## Goal of the exercise
Pull out and copy every one of the lines below that contains the string "white". Case counts, so match only that exact capitalization.
▼
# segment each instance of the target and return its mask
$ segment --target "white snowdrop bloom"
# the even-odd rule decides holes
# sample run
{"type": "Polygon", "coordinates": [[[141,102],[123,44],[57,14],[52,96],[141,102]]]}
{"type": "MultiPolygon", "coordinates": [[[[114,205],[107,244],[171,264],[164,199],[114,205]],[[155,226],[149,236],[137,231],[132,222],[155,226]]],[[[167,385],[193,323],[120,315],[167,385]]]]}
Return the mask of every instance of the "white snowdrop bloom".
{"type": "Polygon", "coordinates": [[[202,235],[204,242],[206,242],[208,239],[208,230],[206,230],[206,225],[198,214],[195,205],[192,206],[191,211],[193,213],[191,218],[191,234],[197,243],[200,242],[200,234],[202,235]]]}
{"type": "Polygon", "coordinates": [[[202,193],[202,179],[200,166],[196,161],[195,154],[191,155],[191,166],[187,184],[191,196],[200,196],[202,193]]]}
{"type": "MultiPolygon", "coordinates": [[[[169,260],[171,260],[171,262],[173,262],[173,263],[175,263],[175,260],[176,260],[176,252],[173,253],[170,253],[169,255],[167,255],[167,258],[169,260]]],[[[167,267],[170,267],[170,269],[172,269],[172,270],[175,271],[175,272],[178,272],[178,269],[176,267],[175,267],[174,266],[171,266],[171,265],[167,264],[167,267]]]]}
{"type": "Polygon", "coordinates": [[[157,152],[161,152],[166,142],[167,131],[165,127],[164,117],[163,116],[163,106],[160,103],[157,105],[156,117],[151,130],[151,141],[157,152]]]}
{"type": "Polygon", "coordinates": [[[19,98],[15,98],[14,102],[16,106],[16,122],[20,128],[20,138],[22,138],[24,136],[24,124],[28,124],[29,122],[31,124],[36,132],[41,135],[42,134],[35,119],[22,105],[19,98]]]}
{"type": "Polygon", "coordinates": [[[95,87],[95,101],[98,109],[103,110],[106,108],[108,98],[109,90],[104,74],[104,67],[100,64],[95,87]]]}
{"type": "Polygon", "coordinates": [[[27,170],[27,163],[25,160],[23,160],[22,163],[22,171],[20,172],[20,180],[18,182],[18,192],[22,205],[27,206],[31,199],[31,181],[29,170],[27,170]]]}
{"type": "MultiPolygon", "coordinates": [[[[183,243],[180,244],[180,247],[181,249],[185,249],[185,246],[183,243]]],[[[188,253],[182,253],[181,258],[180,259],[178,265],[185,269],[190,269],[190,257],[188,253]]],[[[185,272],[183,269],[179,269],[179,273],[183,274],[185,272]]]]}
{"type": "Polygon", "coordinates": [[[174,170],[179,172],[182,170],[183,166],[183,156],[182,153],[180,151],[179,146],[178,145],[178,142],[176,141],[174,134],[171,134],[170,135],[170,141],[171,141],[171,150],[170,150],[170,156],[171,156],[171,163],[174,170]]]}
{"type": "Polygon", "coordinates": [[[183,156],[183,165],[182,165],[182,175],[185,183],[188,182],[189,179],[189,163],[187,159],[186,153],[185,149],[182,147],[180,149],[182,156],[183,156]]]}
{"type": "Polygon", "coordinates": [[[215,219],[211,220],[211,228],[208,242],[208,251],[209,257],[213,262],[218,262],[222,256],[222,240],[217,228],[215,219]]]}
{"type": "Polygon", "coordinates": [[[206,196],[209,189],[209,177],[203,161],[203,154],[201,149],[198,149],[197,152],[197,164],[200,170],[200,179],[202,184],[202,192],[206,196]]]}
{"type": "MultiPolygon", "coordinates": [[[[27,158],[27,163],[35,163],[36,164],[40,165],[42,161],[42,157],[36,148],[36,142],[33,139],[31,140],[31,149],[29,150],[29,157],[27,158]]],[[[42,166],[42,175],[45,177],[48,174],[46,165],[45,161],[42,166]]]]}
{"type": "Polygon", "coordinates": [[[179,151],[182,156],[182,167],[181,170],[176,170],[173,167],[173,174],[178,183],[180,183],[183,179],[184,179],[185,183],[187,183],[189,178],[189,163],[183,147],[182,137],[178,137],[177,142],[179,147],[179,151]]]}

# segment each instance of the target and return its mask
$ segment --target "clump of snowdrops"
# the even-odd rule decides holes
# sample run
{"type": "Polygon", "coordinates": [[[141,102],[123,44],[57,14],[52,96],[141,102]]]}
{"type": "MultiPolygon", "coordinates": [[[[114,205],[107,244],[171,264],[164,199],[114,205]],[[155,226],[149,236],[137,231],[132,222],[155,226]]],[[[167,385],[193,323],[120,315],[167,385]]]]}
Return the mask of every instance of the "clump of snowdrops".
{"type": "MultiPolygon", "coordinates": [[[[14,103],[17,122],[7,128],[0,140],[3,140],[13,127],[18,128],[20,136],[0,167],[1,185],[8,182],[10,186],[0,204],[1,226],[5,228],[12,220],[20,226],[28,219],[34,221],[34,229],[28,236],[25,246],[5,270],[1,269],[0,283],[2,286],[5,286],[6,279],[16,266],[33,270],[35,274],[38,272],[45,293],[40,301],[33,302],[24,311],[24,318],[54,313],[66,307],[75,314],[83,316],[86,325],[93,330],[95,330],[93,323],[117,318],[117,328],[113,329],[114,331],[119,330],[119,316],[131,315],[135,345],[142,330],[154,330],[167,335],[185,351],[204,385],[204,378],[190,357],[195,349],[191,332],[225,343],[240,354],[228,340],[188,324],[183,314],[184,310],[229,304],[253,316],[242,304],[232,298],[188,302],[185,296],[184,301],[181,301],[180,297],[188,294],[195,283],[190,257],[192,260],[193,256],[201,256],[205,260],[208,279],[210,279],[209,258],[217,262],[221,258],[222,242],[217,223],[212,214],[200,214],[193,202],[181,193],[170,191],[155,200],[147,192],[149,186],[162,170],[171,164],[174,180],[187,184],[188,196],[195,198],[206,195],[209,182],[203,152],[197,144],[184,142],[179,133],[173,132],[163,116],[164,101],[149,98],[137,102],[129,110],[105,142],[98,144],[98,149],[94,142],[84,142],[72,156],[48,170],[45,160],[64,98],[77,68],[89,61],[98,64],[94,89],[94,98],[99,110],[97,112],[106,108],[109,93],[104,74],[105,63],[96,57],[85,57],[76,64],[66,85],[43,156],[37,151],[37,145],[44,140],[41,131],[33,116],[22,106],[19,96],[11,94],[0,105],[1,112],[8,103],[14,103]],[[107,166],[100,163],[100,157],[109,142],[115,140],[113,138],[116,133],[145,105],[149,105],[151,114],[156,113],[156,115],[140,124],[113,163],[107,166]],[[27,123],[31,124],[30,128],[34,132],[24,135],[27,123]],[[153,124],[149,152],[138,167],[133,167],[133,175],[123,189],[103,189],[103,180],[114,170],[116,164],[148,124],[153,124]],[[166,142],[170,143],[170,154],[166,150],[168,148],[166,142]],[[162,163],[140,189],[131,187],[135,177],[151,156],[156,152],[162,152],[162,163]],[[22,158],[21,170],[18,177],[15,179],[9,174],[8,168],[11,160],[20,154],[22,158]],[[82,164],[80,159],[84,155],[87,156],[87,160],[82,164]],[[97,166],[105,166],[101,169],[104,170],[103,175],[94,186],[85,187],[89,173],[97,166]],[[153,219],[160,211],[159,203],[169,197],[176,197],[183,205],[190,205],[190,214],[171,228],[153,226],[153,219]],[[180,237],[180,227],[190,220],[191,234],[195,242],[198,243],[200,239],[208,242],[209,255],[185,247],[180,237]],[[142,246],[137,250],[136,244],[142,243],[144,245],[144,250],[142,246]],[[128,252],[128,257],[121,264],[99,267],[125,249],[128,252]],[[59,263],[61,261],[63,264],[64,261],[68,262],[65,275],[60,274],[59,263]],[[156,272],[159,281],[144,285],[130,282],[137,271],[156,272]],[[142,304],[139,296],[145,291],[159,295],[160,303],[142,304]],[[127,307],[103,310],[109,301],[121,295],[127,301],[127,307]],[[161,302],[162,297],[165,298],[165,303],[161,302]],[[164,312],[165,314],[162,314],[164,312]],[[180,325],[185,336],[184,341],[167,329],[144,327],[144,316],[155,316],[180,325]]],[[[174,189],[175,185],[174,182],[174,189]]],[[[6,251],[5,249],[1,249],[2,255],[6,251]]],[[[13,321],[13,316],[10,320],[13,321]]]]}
▲
## Written answer
$ segment --target "white snowdrop bloom"
Return the mask of every instance of the "white snowdrop bloom".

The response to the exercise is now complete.